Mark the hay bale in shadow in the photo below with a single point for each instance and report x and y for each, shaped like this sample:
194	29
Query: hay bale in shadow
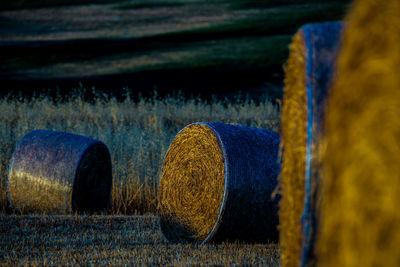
57	172
359	214
307	78
216	184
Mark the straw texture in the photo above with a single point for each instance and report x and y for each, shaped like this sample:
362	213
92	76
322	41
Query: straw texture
216	184
360	218
57	172
308	73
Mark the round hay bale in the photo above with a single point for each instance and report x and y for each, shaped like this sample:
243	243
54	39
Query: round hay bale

▶ _Task directions_: In the material above, find every line that has the string "instance" and pull those lines out.

▶ _Exercise result_:
Mark the hay bale in shadow in the photo below with a single point for each instance and report x and y for each, shaped like this sample:
Mark the straw texture in the photo above with a single point for each instance and report x and y for each, shaped like this sample:
Mark the round hay bale in the photo above with a single point for each instance and report x and y for each, shaped like this sample:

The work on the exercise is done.